● Given exercise
From the data below, pull out every line that contains the string "dessert". Case counts, so only lines with that same capitalization should be kept.

[START OF Records provided]

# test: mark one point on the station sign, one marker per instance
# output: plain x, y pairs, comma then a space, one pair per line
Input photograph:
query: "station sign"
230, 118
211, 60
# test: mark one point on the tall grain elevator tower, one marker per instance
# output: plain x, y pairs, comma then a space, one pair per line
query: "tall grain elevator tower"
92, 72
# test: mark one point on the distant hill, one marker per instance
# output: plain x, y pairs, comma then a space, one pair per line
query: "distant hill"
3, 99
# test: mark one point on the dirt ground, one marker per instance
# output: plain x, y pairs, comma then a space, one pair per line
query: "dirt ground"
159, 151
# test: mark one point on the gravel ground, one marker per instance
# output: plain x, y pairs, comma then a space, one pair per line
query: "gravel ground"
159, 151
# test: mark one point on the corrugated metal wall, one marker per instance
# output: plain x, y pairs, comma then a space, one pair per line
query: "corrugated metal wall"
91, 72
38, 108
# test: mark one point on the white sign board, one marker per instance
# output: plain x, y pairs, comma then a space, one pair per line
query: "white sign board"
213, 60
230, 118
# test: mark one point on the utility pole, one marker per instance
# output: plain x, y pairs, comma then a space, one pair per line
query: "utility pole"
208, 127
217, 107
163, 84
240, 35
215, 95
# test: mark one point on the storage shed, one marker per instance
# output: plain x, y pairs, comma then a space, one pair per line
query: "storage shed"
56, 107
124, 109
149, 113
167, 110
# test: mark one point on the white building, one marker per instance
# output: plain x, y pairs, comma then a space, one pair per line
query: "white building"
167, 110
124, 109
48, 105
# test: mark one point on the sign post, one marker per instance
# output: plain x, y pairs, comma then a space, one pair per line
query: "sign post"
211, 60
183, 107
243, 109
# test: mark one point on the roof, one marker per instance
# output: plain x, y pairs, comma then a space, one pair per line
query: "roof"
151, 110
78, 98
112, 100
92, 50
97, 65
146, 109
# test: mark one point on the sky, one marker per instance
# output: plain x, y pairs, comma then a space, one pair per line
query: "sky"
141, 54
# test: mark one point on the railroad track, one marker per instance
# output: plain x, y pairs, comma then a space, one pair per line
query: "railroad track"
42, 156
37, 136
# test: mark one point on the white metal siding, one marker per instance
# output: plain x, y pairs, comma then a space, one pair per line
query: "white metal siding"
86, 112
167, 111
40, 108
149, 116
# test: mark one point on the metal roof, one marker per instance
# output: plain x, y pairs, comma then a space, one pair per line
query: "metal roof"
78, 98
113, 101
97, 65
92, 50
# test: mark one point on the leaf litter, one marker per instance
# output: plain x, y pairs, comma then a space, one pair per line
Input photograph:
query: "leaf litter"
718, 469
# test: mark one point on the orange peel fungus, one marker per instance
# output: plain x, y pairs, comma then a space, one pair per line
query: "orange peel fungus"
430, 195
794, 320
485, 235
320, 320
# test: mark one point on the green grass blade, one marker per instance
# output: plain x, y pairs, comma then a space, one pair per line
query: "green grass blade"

[END OF Records provided]
[START OF Records provided]

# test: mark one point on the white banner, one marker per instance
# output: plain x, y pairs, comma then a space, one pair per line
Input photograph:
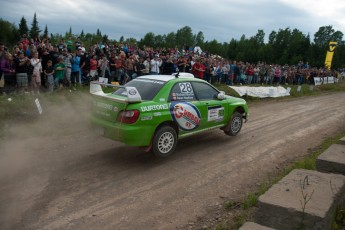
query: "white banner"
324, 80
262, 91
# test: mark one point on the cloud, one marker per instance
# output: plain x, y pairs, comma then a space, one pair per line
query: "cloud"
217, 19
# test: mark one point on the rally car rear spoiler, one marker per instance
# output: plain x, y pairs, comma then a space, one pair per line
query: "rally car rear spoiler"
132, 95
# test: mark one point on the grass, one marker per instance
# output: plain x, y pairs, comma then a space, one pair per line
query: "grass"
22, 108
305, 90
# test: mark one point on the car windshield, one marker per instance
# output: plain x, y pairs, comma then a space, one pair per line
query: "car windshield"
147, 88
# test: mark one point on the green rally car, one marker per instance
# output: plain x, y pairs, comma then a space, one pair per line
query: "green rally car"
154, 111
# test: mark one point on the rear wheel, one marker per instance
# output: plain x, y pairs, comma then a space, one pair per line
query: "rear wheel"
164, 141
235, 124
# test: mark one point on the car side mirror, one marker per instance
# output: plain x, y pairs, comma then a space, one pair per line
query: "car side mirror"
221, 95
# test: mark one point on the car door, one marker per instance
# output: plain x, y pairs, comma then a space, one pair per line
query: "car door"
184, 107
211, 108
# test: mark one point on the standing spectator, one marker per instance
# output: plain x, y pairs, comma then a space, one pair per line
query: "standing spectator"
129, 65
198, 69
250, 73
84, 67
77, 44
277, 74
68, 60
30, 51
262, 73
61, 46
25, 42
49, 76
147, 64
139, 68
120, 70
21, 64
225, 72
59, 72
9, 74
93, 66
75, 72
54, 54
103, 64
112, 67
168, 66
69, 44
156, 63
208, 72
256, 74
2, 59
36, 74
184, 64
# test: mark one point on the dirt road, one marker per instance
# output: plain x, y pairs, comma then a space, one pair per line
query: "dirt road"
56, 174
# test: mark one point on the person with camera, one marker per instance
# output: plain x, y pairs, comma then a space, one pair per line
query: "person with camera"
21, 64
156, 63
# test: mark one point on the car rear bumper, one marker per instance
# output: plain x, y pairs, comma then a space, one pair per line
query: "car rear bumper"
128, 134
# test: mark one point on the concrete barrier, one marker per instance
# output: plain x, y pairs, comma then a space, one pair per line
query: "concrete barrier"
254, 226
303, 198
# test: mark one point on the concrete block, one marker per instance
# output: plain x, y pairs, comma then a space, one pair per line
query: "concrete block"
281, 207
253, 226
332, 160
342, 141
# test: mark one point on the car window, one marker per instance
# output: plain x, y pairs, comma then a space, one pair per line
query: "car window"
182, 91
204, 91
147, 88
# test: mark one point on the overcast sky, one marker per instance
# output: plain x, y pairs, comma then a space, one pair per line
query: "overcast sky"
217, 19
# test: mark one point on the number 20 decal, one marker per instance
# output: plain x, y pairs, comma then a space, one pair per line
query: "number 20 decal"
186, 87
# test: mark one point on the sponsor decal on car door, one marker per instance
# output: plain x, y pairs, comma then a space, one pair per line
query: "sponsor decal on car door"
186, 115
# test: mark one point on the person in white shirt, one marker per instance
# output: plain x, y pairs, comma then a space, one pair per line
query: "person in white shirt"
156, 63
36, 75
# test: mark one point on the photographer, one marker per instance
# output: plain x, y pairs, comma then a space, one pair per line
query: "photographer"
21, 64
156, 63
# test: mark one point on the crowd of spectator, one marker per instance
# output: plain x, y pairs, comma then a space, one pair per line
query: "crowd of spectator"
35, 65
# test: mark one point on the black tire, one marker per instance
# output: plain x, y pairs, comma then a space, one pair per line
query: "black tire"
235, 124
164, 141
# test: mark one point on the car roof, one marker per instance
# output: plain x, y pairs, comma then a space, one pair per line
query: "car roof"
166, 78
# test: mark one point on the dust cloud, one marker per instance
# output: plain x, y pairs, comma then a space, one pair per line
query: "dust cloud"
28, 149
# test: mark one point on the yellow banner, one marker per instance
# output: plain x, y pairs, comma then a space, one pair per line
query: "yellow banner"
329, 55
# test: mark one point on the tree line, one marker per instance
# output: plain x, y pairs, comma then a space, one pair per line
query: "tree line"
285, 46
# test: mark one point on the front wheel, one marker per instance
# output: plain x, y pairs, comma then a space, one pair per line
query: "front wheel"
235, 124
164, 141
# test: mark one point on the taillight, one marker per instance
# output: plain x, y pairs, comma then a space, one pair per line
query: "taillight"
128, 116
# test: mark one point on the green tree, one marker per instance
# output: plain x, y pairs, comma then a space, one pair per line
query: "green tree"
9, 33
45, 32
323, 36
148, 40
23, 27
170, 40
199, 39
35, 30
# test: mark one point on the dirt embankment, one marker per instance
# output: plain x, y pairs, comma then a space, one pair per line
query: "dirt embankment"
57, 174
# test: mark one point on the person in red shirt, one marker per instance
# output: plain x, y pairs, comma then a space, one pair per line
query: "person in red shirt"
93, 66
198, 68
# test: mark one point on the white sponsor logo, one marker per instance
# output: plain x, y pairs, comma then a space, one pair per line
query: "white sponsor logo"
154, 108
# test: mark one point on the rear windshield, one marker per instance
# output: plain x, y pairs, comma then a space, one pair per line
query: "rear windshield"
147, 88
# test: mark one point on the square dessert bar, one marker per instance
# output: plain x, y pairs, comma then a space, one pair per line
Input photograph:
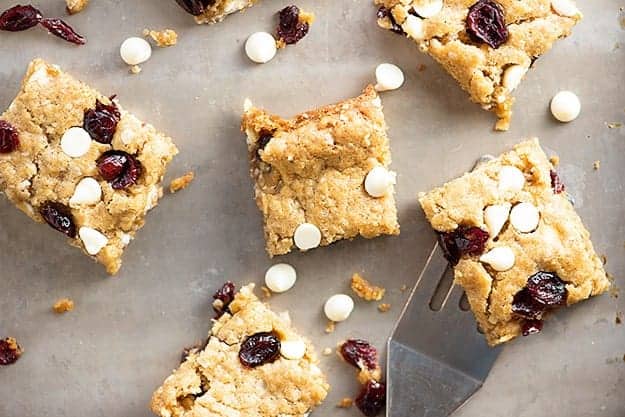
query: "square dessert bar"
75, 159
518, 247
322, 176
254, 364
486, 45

[END OF Records provided]
[START OF Records provided]

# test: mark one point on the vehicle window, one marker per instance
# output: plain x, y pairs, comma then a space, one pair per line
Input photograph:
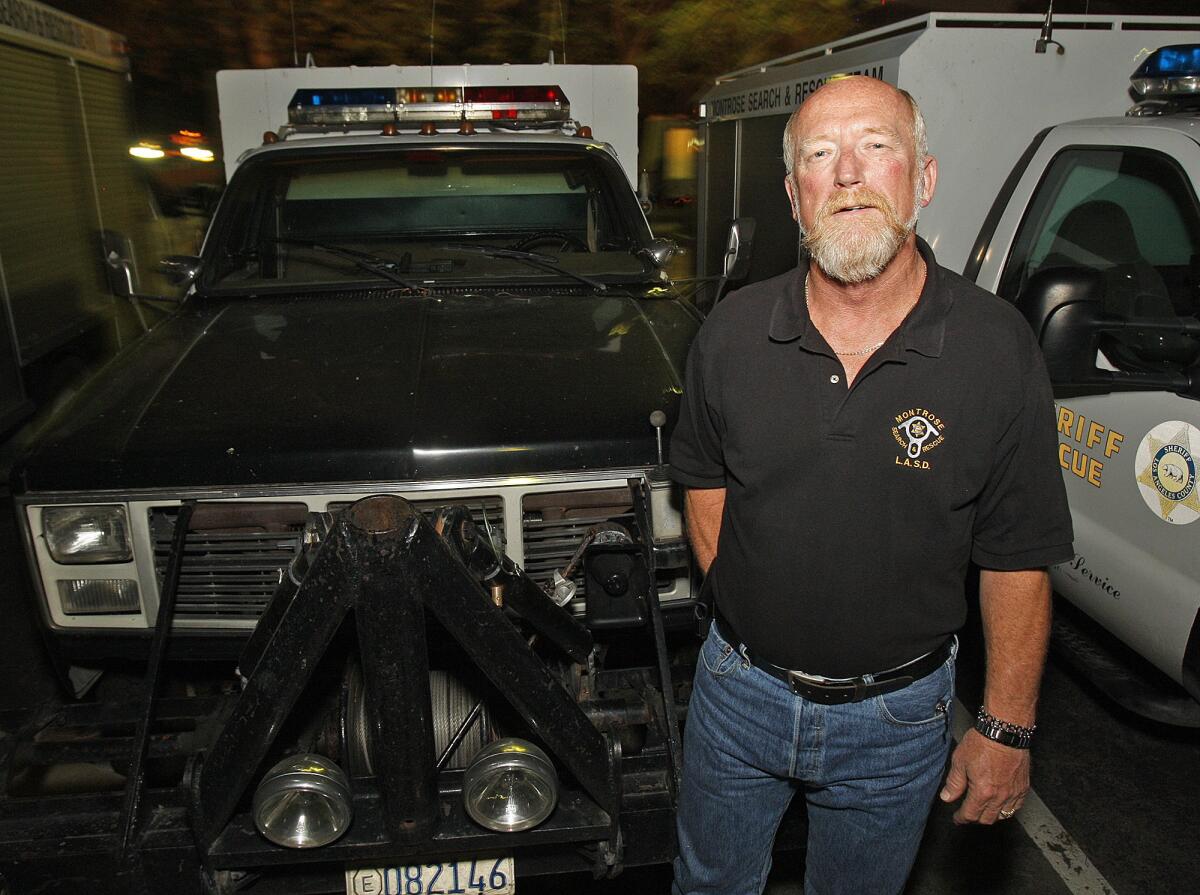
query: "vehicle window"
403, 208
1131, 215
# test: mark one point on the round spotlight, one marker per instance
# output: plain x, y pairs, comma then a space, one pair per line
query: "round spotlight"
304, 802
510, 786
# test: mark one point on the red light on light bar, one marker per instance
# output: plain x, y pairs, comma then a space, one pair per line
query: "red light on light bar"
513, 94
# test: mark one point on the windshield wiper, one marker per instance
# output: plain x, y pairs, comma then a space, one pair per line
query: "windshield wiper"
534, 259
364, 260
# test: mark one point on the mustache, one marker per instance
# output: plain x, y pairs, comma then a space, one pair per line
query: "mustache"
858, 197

[END OF Records provided]

● Solution
# test: mark one point on the square dessert bar, one marker per instance
query: "square dessert bar"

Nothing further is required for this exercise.